# start of Entries shown

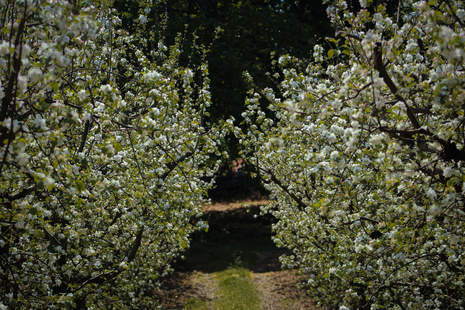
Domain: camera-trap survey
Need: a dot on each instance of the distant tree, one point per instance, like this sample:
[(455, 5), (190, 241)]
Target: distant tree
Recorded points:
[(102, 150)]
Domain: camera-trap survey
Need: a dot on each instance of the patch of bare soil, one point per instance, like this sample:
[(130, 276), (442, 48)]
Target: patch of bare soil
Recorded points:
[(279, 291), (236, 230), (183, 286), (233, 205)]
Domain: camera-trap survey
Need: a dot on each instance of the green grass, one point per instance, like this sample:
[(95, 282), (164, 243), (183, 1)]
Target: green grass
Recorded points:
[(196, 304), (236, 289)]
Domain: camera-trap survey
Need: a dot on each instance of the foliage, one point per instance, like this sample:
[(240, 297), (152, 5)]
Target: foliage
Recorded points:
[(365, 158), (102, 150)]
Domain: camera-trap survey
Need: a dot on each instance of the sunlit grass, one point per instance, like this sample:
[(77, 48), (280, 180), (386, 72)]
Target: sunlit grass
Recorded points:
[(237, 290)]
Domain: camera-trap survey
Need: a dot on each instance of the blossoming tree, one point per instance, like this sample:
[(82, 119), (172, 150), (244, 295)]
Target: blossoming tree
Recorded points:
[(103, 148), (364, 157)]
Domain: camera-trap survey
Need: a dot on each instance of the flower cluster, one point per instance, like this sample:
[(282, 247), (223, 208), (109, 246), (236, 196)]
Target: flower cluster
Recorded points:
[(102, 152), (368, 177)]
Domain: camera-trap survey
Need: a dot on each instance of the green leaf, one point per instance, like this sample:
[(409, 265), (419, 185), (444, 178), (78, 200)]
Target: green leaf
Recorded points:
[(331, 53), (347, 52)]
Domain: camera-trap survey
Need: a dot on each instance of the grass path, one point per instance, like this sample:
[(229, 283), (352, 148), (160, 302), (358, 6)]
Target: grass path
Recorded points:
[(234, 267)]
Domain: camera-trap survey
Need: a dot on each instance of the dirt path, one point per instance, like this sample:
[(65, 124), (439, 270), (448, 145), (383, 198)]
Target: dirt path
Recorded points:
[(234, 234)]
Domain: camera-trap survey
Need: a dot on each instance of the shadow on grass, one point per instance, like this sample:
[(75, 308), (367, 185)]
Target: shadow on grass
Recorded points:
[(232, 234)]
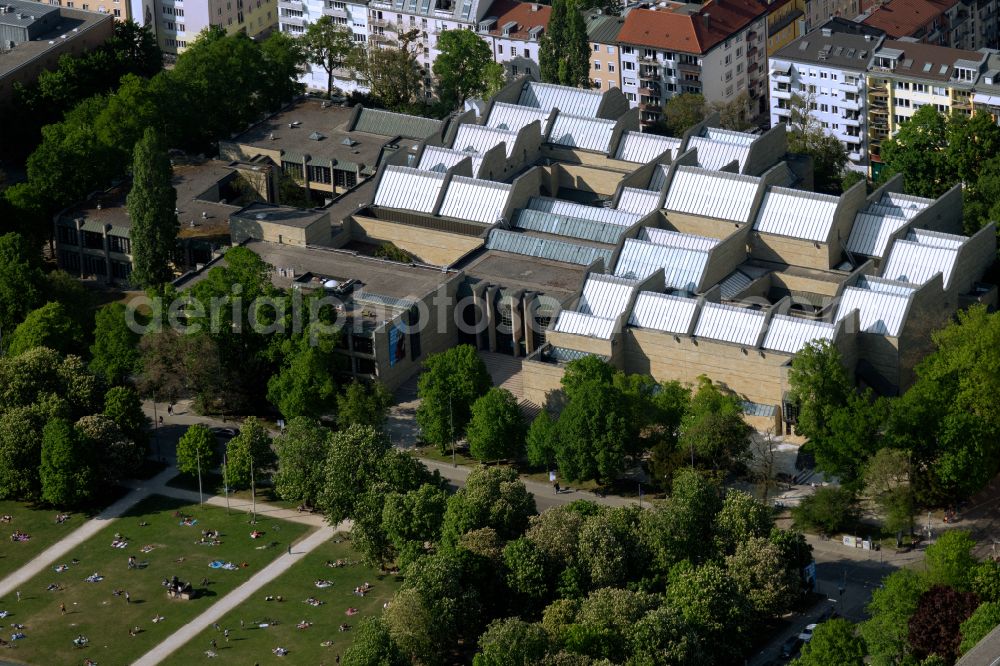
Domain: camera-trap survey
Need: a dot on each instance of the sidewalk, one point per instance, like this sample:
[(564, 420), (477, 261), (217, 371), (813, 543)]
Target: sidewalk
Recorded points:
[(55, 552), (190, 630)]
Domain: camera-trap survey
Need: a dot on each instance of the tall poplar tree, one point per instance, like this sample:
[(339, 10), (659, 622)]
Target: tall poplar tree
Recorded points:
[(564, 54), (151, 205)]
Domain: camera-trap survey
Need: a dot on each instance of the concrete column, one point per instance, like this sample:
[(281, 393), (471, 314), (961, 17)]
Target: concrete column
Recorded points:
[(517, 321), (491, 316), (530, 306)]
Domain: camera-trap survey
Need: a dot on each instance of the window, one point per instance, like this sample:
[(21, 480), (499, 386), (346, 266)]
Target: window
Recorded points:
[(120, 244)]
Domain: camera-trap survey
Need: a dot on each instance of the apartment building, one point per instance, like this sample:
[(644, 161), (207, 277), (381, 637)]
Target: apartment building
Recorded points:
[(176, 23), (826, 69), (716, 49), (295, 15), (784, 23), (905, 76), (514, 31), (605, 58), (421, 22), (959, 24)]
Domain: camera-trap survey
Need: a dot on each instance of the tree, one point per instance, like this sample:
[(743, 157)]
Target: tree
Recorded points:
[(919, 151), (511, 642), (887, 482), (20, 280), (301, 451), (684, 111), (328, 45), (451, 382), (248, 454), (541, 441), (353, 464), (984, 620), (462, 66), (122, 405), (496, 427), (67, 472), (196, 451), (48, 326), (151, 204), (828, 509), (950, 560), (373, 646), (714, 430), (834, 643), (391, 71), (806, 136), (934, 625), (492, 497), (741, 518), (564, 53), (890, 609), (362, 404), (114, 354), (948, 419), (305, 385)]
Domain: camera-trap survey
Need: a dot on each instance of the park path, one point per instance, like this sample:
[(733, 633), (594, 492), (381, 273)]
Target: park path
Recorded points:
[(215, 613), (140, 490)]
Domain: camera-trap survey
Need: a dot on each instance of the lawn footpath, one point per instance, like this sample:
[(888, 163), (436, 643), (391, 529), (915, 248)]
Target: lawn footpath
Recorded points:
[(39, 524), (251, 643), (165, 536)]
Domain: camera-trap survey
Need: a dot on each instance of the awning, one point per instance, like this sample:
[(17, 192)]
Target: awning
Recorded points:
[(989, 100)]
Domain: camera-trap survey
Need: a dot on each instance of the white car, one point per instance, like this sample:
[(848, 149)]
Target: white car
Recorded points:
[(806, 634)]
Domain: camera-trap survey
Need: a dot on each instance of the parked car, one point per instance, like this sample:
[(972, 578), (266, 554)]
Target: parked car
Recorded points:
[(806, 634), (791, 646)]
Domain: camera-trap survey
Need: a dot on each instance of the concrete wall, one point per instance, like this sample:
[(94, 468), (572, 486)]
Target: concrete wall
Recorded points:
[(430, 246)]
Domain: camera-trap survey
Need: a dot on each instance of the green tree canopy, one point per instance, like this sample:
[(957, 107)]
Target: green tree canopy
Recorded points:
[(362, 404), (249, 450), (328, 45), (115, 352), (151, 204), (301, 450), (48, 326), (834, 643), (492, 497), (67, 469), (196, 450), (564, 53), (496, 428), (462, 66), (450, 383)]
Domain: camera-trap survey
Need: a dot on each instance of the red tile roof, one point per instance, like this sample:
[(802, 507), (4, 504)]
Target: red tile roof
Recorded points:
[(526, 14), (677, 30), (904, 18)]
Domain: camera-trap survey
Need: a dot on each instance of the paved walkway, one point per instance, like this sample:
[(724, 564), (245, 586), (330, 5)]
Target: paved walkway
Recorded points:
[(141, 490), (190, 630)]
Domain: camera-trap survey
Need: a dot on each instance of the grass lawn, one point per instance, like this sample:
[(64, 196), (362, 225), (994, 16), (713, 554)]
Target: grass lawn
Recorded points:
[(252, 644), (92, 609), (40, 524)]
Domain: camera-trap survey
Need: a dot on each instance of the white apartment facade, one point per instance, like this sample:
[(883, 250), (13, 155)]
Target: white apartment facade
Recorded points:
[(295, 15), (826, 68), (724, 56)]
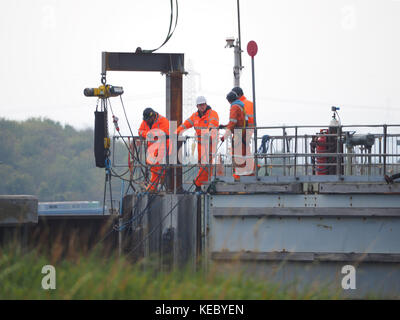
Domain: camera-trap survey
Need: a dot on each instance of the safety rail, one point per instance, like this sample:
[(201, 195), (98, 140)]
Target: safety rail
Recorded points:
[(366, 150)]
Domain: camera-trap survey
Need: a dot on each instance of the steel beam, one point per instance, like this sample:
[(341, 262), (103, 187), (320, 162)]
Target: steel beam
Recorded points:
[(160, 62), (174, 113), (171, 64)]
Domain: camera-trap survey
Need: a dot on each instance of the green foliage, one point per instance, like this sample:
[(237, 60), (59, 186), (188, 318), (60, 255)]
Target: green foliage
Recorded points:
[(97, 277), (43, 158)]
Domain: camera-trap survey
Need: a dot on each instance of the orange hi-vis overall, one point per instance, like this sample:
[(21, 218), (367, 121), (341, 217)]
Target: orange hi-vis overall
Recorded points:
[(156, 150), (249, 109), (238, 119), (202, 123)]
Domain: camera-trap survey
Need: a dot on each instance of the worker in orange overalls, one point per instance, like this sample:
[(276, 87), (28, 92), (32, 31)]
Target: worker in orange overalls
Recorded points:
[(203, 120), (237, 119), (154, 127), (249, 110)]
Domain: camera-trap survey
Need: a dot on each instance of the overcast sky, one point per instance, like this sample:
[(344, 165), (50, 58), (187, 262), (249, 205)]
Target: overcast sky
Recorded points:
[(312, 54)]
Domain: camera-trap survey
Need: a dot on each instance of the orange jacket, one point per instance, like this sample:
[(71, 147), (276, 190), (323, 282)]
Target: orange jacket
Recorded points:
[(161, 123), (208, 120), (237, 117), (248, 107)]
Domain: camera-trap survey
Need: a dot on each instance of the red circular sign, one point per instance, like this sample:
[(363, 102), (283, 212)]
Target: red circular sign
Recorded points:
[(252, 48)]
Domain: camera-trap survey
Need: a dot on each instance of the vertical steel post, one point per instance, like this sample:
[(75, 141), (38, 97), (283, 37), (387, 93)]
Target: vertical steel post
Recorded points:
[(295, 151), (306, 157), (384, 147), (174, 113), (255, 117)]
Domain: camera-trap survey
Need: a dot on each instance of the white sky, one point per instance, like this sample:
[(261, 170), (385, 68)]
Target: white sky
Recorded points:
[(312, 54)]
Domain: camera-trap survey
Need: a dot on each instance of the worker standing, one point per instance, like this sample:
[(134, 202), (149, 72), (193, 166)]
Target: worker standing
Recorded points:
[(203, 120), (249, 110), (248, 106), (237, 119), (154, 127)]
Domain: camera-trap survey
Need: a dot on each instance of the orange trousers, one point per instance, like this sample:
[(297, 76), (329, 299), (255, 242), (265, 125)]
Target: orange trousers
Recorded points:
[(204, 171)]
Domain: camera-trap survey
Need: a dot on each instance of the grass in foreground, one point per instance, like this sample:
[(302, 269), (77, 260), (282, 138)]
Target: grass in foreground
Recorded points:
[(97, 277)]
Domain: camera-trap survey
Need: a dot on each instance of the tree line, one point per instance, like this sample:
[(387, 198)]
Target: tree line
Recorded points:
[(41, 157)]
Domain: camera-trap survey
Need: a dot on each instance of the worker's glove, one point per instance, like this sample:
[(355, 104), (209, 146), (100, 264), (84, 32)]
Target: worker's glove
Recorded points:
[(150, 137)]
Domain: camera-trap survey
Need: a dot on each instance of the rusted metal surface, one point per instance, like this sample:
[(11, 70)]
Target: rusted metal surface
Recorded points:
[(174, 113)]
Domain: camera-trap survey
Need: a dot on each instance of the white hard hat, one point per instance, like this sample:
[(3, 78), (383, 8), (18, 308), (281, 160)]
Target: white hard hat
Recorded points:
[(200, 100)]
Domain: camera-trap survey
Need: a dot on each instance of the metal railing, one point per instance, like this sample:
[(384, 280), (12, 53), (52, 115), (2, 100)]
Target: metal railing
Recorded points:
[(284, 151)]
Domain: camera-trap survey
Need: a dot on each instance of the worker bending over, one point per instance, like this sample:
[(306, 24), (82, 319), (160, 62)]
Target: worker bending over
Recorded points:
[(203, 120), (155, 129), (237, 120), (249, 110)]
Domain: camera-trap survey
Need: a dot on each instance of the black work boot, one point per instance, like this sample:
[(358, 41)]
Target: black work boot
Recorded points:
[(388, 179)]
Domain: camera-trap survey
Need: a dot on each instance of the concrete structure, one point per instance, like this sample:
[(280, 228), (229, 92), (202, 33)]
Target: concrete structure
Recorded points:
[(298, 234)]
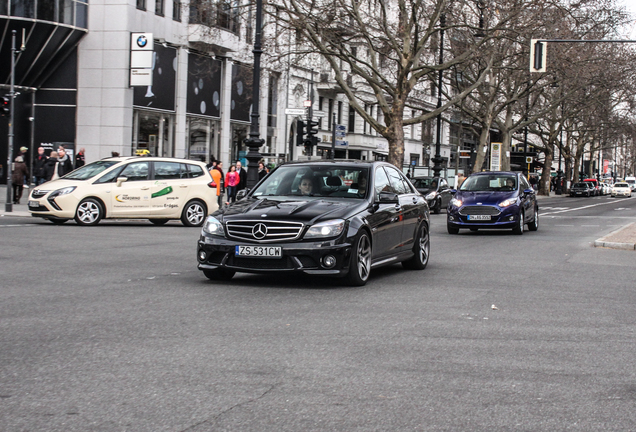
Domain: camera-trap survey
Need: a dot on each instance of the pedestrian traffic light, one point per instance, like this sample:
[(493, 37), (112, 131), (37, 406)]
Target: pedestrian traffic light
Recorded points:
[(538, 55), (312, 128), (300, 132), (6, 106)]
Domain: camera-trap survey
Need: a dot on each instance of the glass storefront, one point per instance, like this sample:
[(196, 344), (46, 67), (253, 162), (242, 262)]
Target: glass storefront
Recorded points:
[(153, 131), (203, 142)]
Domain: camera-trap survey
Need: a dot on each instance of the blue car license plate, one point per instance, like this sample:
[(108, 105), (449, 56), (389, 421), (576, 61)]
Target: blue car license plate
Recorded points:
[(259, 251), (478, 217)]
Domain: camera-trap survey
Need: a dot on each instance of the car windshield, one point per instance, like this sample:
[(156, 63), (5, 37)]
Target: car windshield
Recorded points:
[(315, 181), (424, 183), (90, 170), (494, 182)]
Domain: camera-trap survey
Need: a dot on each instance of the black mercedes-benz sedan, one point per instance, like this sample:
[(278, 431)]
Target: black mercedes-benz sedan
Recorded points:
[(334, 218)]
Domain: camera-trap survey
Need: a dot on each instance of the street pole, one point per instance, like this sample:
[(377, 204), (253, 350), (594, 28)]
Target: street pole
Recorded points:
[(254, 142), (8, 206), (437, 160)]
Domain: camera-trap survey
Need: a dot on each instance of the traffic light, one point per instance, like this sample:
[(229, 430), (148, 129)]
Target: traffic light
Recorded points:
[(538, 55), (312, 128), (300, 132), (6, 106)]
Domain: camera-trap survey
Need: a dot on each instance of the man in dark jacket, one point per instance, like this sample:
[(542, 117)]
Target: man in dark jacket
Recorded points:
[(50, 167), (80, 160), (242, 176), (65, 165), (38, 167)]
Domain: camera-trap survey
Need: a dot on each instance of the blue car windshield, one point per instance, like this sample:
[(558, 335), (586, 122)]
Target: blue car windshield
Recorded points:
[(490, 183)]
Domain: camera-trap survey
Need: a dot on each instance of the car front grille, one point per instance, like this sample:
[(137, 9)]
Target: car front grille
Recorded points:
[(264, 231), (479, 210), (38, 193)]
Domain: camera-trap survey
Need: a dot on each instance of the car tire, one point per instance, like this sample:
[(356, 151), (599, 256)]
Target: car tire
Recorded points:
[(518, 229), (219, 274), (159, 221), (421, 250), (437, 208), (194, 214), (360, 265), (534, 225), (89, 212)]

# end of Entries shown

> **Work required**:
Can you pull out every line of the data above that contains the string "foreground", matching case exactly?

> **Written response**:
Need: a dot on each instance of the grass in foreground, one point per instance, like this sample:
Target: grass in foreground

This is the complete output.